- _ЗАДАНИЕ 1_
Ответь по статье о поэтах-фронтовиках:
(a) В каком году Юрий Белаш выпустил первую книгу стихов «Окопная земля»?
(b) Где начинали военную биографию большинство молодых будущих писателей?
(c) Кого статья называет самым «мирным» из его литературных сверстников?
- _ЗАДАНИЕ 2_
Продолжи статью о поэтах-фронтовиках сразу после её последнего предложения.

- _ИСТОЧНИК_

№3, 1995/Великая отечественная война

Поперек линейных истин: завещание старейшин

Давно утвердились в литературном обиходе обозначения «военное», «фронтовое» по отношению к поколению писателей, ушедших на Великую Отечественную еще совсем молодыми людьми. Война для них стала главным событием жизни, многое определила в их последующем литературном становлении. В отличие от Твардовского, Симонова, Гроссмана и других писателей, профессионально сложившихся в 30-е годы, ставших военными журналистами, летописцами и хроникерами тяжких лет испытаний, их молодые соратники, вчерашние школьники и студенты, не успели в предшествующие мирные времена завоевать себе имя, признание на литературном поприще. А некоторые из них, по словам К. Ваншенкина, не стали еще писателями во время самой войны, а часто и не помышляли об этом.

Большинство молодых, будущих писателей начинало военную биографию не во фронтовых газетах, а прямо в окопах, на переднем крае, на линии огня. Судьба «юношей 41-го года» была прежде всего солдатской, а не писательской судьбой. Литературным же поколением они осознали себя позднее, в первое послевоенное десятилетие, когда стали выходить их первые книги, когда прозвучали их многочисленные поэтические манифесты.

На страницах «Вопросов литературы» уже основательно освещался вопрос о нескольких «призывах» в литературу, о следовавших друг за другом «эшелонах» поэтов фронтовой плеяды – сразу после залпов Победы, на рубеже 40 – 50-х годов, к концу пятого десятилетия1 . Более того, и в последующие длительные сроки продолжалось пополнение фронтовой когорты новыми писательскими именами, новыми книгами со свежими акцентами в истолковании военной темы, до сих пор кажущейся неисчерпаемой. Многим памятен феномен Юрия Белаша, выступившего со своей первой (но какой яркой!) книгой стихов «Окопная земля» только в 1985 году. Смыкаясь вместе – волна за волной, эшелон за эшелоном, – поэты-фронтовики, несмотря на разность вкусов, индивидуальность стилистических почерков, неизменно сохраняют нечто общее, что и позволяет уже на протяжении нескольких десятилетий говорить о них как о целостном явлении, своеобразном пласте русского стиха.

«Мое поколение, – сказал некогда Сергей Наровчатов, – не выдвинуло великого поэта, но оно само в целом – великий поэт со светлой и трагической биографией, с широким и многообразным творчеством, с неповторимым выражением лица» 2. Главное в этом «выражении» определилось еще в годы войны и чуть позже, когда уточнялись, дописывались поэтические декларации вернувшихся с победой. Это горделивое осознание подвига, осуществленного в юности и потому ставшего навсегда судьбой. «Не каждому заглядывали в очи // бессмертье и история сама» (В. Жуков). И в дальнейшем подобное мирочувствие сохранялось. Лицо поэзии «родом из войны» изменялось под воздействием времени, но всегда оставалось в силе понимание ею человека, сформировавшееся «тогда», «там», под огнем. Поэтому на вопрос, заданный фронтовому поэту: «Над чем работаете?» – он мог ответить, как ответил Евгений Винокуров (самый «мирный» из своих литературных сверстников): «Над развитием в себе ощущения прошедшей войны, участником которой я был» 3.

- _ПОКАЗАННЫЙ СПИСОК_
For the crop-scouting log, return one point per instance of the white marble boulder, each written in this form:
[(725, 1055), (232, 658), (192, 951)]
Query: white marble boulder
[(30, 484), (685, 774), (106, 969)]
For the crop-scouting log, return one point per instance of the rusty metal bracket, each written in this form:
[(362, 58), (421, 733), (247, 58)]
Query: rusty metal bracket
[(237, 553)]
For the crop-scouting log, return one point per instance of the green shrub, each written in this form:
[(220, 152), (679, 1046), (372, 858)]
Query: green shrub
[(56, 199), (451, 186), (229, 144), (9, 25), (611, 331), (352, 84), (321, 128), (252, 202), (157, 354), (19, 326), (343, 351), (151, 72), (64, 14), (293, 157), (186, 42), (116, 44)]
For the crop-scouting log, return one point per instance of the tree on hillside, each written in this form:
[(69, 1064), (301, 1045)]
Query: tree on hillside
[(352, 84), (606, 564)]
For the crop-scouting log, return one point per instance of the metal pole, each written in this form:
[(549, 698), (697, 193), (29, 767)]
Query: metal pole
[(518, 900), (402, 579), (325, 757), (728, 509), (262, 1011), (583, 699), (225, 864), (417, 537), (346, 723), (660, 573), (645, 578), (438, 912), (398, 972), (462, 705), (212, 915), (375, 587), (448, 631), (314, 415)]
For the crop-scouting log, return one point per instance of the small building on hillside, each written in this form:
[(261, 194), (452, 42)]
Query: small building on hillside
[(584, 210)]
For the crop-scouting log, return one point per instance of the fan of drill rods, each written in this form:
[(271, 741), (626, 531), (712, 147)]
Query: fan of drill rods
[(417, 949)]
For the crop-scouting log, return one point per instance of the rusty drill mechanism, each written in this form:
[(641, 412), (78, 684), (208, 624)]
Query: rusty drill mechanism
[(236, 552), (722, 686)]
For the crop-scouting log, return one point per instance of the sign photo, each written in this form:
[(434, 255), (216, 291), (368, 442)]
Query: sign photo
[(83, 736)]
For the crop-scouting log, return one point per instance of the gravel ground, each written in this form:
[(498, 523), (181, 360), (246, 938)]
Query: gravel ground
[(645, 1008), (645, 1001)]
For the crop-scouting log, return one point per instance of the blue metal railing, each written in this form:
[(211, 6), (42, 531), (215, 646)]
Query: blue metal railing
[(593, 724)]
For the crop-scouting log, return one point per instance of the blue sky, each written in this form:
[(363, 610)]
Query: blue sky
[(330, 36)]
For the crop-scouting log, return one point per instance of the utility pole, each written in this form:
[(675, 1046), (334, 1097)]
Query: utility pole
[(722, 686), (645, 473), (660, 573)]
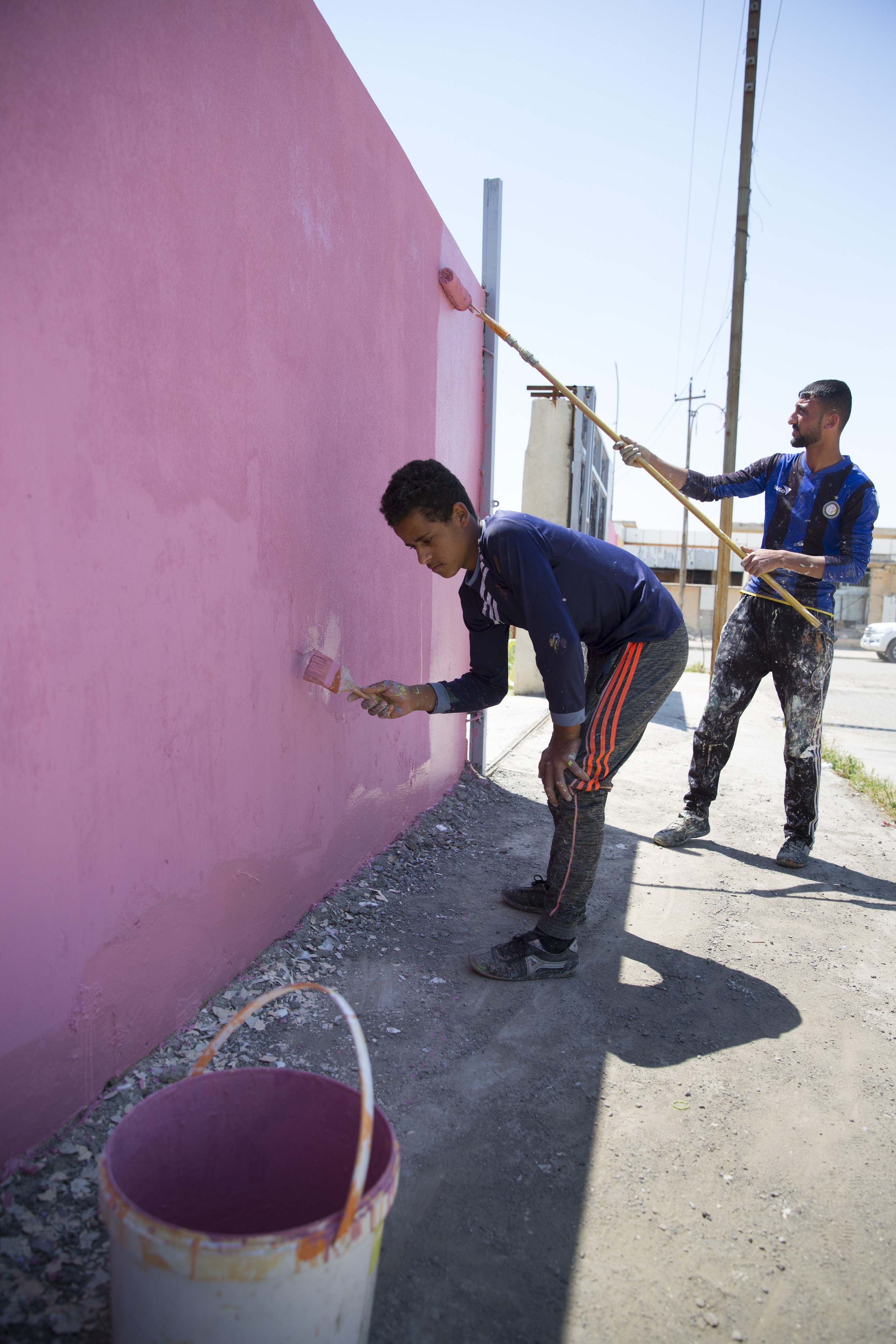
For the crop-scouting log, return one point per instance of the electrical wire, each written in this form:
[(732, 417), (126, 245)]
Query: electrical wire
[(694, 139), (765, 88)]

- _ОТВЕТ НА ЗАДАНИЕ 1_
(a) В 1985 году.
(b) Не во фронтовых газетах, а прямо в окопах, на переднем крае, на линии огня.
(c) Евгения Винокурова.

- _ОТВЕТ НА ЗАДАНИЕ 2_
Все эти поэты, о чем бы ни размышляли, писали, а иные и сегодня «пишут войной», по метафорическому выражению Маяковского4. Она стала для поэтов этой генерации если не главной темой, то непременно экраном, на который проецируются их оценки мира в целом, места и назначения в нем человека. И в чем парадокс: все дальше во времени отступала их фронтовая юность, однако острее, трагедийнее становилась память о ней в новых строках «стихотворцев обоймы военной».

И вновь как рана ножевая —

траншейка с глиной на стерне…

Не вспоминаю – проживаю,

зачем-то в кадрики сжимаю

все то, что было на войне.

В. Жуков

 

О «жестокой», неотпускающей памяти прошедшей войны первым сказал Твардовский, но всесторонне разработали, развили этот мотив более молодые поэты – фронтового призыва. Они же донесли его до последних лет – закатных лет своего поколения. Вспомним, как подводил итоги Б. Слуцкий в последней своей прижизненной книге «Сроки» (1984):

 

Война? Она запомнилась по дням.

Все прочее? Оно – по пятилеткам.

Война ударом сабли метким

навеки развалила сердце нам.

 

Все прочее же? Было ли оно?

И я гляжу неузнающим взглядом.

Мое вчера прошло уже давно.

Моя война еще стреляет рядом.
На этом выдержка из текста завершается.